In the past, Air Dolomiti previously operated the following types of aircraft:

Air Dolomiti Historical Fleet
| Aircraft | Total | Introduced | Retired | Notes |
|---|---|---|---|---|
| ATR 42-300 | 16 | 1993 | 2011 |  |
| ATR 72-500 | 13 | 2000 | 2014 |  |
| BAe 146-200 | 1 | 1998 | 1998 | Leased from Flightline.^{[citation needed]} |
| BAe 146-300 | 5 | 2005 | 2009 |  |
| Bombardier CRJ200 | 5 | 2001 | 2005 | Transferred to Eurowings.^{[citation needed]} |
| de Havilland Canada Dash 8-300 | 3 | 1990 | 1994 |  |
| Fokker 100 | 2 | 1999 | 1999 | Leased from Alpi Eagles. |

==Accidents and incidents==
- 7 November 1999: Air Dolomiti Flight 2708, a Fokker 100, wet-leased from Alpi Eagles (registration I-ALPL, c/n 11250), flying from Venice, Italy, with 44 on board suffered landing gear failure while on the runway at Barcelona, Spain. It came to rest safely on a grassy area near the runway.

- 24 August 2008: An Air Dolomiti ATR 72 (registration I-ADLM, c/n 543), operating flight LH3990 from Munich, Germany, to Bologna, Italy, abandoned take off due to smoke alarm. The airline treated the evacuation of the aircraft as a minor incident, but on August 26 an amateur video, filmed by a bystander, circulated on television and the Internet. The footage shows tense moments of some 60 passengers jumping from and fleeing the burning plane before the fire department extinguishes the flames.

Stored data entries

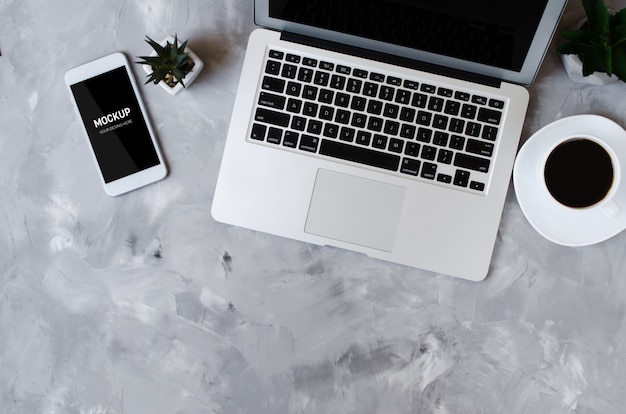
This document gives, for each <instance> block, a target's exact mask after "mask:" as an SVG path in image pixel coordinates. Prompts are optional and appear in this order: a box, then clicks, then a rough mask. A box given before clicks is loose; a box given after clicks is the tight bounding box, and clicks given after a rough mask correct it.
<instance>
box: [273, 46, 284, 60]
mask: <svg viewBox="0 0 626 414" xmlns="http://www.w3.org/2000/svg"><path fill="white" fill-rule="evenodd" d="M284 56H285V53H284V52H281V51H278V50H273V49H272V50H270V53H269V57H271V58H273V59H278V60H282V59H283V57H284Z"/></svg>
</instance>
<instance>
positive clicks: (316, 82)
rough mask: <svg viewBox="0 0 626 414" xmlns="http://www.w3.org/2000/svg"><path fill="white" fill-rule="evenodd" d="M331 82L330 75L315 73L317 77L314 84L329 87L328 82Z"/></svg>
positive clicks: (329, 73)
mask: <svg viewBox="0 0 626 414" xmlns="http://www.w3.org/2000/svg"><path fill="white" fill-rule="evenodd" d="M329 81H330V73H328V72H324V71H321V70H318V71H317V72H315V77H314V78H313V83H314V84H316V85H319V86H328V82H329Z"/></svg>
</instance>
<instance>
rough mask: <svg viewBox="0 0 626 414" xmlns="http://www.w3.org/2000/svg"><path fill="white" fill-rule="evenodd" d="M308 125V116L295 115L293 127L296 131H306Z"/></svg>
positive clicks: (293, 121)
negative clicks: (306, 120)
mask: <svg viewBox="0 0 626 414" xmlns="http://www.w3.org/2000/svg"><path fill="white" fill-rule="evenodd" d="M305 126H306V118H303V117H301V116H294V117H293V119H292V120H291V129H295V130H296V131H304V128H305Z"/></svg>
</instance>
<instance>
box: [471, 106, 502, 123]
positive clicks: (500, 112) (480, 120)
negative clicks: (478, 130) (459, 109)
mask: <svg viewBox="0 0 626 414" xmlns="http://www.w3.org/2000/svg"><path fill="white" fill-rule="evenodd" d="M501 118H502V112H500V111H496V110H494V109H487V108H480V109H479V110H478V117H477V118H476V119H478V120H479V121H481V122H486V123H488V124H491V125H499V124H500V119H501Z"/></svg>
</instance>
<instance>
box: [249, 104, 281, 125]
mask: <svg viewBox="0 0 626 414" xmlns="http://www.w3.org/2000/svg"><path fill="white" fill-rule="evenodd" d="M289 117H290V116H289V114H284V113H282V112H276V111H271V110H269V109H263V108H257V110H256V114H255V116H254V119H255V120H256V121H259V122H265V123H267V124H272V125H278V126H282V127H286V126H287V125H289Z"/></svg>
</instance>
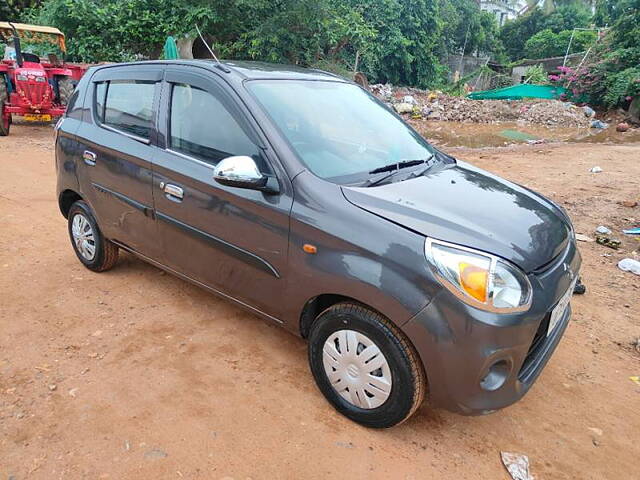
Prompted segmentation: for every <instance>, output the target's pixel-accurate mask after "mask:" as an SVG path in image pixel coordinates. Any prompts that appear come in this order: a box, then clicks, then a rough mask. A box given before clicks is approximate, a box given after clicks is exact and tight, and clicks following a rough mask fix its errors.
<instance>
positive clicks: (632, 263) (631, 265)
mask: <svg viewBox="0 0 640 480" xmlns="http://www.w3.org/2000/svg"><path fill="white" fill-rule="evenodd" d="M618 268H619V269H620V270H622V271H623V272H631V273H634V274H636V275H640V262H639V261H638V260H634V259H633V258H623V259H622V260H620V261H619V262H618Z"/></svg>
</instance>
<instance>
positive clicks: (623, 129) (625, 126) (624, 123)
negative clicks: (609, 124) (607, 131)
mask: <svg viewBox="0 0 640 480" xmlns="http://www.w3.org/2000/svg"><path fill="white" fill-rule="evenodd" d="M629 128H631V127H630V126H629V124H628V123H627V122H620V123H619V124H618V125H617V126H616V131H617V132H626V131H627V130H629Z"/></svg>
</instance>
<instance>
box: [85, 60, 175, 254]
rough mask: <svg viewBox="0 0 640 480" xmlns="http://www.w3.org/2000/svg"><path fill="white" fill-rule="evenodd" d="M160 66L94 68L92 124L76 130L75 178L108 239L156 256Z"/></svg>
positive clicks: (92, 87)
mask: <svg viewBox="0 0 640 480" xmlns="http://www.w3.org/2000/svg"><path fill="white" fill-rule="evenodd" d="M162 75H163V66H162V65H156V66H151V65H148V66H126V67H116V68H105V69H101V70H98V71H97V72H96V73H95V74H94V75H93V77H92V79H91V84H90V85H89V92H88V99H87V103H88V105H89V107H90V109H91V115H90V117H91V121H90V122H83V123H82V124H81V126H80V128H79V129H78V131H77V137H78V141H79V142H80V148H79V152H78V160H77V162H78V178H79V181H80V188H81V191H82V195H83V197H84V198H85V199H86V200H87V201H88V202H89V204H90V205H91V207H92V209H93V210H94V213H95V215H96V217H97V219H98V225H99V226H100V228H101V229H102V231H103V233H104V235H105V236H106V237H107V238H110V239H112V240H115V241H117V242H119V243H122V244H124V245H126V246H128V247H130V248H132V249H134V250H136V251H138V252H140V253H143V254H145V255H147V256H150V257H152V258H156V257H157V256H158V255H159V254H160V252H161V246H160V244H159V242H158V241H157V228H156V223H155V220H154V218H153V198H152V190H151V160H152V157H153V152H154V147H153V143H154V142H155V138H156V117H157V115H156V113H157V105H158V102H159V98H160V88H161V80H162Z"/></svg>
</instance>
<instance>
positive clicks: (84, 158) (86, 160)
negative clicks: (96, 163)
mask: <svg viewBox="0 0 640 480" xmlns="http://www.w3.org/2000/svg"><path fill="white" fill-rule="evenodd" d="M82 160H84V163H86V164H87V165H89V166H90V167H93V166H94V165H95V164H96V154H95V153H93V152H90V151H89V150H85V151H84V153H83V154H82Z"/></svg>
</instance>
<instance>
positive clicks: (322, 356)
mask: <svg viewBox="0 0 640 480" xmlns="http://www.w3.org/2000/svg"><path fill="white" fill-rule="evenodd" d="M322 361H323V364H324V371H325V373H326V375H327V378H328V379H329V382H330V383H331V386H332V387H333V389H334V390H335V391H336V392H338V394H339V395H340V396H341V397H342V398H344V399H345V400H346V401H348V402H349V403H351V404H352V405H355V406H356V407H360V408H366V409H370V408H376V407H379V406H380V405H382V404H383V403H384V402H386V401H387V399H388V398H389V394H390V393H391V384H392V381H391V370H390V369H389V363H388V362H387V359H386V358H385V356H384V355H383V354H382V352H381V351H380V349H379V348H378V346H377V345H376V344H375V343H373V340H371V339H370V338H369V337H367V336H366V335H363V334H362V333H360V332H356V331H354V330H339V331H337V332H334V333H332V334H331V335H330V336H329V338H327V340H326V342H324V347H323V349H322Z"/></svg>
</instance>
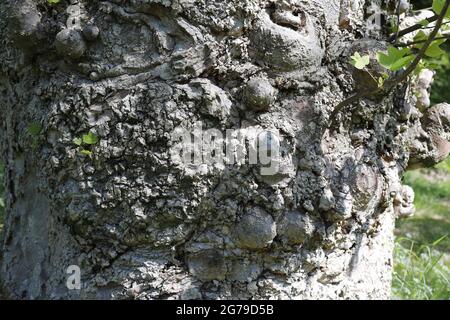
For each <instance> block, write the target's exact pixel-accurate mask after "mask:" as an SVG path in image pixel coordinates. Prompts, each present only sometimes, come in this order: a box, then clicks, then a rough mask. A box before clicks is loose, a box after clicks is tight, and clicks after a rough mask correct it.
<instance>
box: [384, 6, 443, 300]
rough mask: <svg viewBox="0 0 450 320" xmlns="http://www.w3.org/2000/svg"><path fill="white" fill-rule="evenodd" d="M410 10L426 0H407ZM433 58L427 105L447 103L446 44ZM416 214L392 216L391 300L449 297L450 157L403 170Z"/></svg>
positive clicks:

__What the task requires__: Decide whether each statement agrees with the Air Dolomiti text. Answer yes or no and quote the words that settle it. 1. The Fokker 100 in the 1999 incident had flown from Venice. 2. Flight LH3990 in 2008 was going from Bologna to Munich. 3. An amateur video of the 2008 evacuation circulated on August 26. The records have nothing to do with this.

__Solution to the exercise__:
1. Yes: "flying from Venice, Italy"
2. No: "operating flight LH3990 from Munich, Germany, to Bologna, Italy"
3. Yes: "on August 26 an amateur video, filmed by a bystander, circulated on television and the Internet"